- WHAT YOU HAVE TO DO -
Repeat all of the data precisely.
++++ INFORMATION GIVEN
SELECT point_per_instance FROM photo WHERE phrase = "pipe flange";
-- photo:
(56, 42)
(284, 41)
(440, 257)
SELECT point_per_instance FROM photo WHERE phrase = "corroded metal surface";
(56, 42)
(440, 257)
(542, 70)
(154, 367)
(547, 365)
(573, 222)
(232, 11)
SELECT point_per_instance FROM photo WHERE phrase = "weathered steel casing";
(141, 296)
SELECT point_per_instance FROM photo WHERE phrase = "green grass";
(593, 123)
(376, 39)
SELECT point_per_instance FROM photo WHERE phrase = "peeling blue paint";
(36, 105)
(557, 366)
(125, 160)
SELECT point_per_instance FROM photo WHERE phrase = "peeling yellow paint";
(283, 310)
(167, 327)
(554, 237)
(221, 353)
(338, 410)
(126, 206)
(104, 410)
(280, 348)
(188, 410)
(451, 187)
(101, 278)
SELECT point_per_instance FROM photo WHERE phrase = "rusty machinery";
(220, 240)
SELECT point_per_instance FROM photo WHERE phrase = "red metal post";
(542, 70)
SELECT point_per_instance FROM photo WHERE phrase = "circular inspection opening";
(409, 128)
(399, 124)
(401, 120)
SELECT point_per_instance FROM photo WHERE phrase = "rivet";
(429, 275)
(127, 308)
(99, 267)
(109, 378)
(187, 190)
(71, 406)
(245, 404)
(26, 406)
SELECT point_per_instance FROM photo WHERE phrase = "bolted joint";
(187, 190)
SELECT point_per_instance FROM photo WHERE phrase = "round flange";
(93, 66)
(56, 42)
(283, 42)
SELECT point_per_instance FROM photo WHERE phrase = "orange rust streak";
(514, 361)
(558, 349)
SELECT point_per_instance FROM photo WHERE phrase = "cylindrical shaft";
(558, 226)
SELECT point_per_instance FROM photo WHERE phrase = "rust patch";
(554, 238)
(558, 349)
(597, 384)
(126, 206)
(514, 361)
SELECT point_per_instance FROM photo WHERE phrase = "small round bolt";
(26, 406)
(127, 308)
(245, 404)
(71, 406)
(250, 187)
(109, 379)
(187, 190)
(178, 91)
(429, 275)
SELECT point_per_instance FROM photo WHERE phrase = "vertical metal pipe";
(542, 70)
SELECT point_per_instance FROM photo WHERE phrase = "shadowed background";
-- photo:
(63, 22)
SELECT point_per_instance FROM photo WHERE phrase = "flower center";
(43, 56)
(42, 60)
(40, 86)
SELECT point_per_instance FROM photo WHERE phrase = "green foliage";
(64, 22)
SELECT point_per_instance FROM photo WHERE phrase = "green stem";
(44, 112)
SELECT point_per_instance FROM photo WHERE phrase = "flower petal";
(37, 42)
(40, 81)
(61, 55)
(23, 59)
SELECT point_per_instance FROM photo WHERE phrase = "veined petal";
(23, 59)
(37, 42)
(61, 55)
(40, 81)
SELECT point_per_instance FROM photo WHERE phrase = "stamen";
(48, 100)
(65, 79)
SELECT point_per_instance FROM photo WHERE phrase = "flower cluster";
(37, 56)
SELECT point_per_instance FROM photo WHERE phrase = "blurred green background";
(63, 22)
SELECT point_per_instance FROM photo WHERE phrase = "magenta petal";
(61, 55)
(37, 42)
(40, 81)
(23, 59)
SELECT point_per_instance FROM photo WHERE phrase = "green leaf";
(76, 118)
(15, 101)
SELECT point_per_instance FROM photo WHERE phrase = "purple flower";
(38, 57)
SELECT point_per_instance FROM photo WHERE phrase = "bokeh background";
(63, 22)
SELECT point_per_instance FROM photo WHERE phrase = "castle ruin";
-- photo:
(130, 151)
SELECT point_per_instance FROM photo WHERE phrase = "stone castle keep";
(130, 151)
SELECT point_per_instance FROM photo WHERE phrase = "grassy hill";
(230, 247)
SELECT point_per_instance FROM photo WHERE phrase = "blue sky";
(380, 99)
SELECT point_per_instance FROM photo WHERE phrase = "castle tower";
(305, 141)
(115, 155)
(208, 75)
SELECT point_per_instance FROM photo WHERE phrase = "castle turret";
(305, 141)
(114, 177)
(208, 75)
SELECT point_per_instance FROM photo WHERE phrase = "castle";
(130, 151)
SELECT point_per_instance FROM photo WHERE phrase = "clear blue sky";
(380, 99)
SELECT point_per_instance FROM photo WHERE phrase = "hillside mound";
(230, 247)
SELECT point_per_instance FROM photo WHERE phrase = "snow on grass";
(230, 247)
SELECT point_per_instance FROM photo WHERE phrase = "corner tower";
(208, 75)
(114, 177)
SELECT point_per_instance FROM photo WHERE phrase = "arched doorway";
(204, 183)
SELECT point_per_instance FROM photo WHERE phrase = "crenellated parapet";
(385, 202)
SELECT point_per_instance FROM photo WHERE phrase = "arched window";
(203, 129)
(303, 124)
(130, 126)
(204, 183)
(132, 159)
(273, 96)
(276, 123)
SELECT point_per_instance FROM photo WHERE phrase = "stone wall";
++++++++
- CORRECT RESULT -
SELECT point_per_instance FROM photo WHERE phrase = "pipe flange";
-- photo:
(56, 42)
(284, 41)
(440, 257)
SELECT point_per_instance FROM photo WHERE phrase = "corroded metal surface";
(56, 42)
(440, 257)
(542, 70)
(154, 367)
(547, 365)
(573, 222)
(232, 11)
SELECT point_per_instance FROM photo WHERE phrase = "weathered steel casing";
(141, 296)
SELECT point_per_instance FROM photo WHERE phrase = "green grass";
(593, 123)
(376, 39)
SELECT point_per_instance FROM photo WHERE phrase = "peeling blue paint";
(36, 105)
(557, 366)
(125, 160)
SELECT point_per_instance FROM photo WHERE phrase = "peeling yellow paint";
(283, 310)
(167, 327)
(554, 237)
(221, 353)
(338, 410)
(126, 206)
(104, 410)
(280, 348)
(188, 410)
(451, 187)
(101, 278)
SELECT point_per_instance FROM photo WHERE phrase = "rusty machinery";
(220, 240)
SELECT point_per_instance FROM photo WHERE phrase = "red metal post";
(542, 70)
SELECT point_per_instance FROM photo WHERE phrase = "circular inspection opening";
(409, 128)
(399, 124)
(401, 120)
SELECT point_per_instance FROM photo WHERE phrase = "rivet";
(429, 275)
(127, 308)
(99, 267)
(109, 378)
(187, 190)
(71, 406)
(245, 404)
(26, 406)
SELECT point_per_instance FROM photo WHERE phrase = "bolted joint";
(187, 190)
SELECT point_per_instance FROM photo WHERE phrase = "round flange";
(93, 66)
(56, 42)
(283, 42)
SELECT point_per_instance FROM photo WHERE phrase = "orange rust streak";
(514, 361)
(558, 349)
SELECT point_per_instance FROM photo WHERE phrase = "cylindrical shaft";
(558, 226)
SELECT point_per_instance FROM photo WHERE phrase = "rust patch";
(554, 238)
(558, 349)
(597, 384)
(126, 206)
(514, 361)
SELECT point_per_instance FROM photo WHERE phrase = "small round bolt";
(26, 406)
(127, 308)
(245, 404)
(71, 406)
(250, 187)
(109, 379)
(187, 190)
(178, 91)
(429, 275)
SELECT point_per_instance FROM photo WHERE phrase = "vertical metal pipe";
(542, 70)
SELECT point_per_instance FROM photo WHERE phrase = "shadowed background";
-- photo:
(63, 22)
SELECT point_per_instance FROM photo WHERE phrase = "flower center";
(43, 56)
(42, 60)
(40, 86)
SELECT point_per_instance FROM photo WHERE phrase = "green foliage";
(64, 22)
SELECT point_per_instance FROM photo WHERE phrase = "green stem";
(44, 112)
SELECT point_per_instance FROM photo WHERE phrase = "flower petal";
(37, 42)
(40, 81)
(61, 55)
(23, 59)
SELECT point_per_instance FROM photo WHERE phrase = "veined petal";
(23, 59)
(37, 42)
(61, 55)
(40, 81)
SELECT point_per_instance FROM photo WHERE phrase = "stamen";
(48, 100)
(65, 79)
SELECT point_per_instance FROM photo WHERE phrase = "flower cluster";
(37, 56)
SELECT point_per_instance FROM photo WHERE phrase = "blurred green background";
(63, 22)
SELECT point_per_instance FROM photo WHERE phrase = "magenta petal";
(61, 55)
(37, 42)
(40, 81)
(23, 59)
SELECT point_per_instance FROM photo WHERE phrase = "green leaf";
(76, 118)
(15, 101)
SELECT point_per_instance FROM photo WHERE phrase = "purple flower";
(38, 57)
SELECT point_per_instance FROM photo WHERE phrase = "bokeh background";
(63, 22)
SELECT point_per_instance FROM photo WHERE phrase = "castle ruin";
-- photo:
(130, 151)
SELECT point_per_instance FROM photo WHERE phrase = "stone castle keep";
(130, 151)
SELECT point_per_instance FROM photo WHERE phrase = "grassy hill";
(230, 247)
SELECT point_per_instance FROM photo WHERE phrase = "blue sky";
(380, 99)
SELECT point_per_instance FROM photo WHERE phrase = "castle tower";
(305, 141)
(115, 155)
(208, 75)
SELECT point_per_instance FROM photo WHERE phrase = "castle turret";
(305, 141)
(114, 177)
(208, 75)
SELECT point_per_instance FROM photo WHERE phrase = "castle";
(130, 151)
SELECT point_per_instance FROM photo WHERE phrase = "clear blue sky";
(380, 99)
SELECT point_per_instance FROM photo WHERE phrase = "hillside mound";
(230, 247)
SELECT point_per_instance FROM photo WHERE phrase = "snow on grass";
(230, 247)
SELECT point_per_instance FROM photo WHERE phrase = "corner tower";
(208, 75)
(114, 177)
SELECT point_per_instance FROM photo WHERE phrase = "arched doorway";
(204, 183)
SELECT point_per_instance FROM photo WHERE phrase = "crenellated parapet";
(385, 202)
SELECT point_per_instance FROM photo WHERE phrase = "arched window";
(203, 129)
(303, 124)
(130, 126)
(204, 183)
(132, 159)
(273, 96)
(276, 123)
SELECT point_per_instance FROM photo WHERE phrase = "stone wall";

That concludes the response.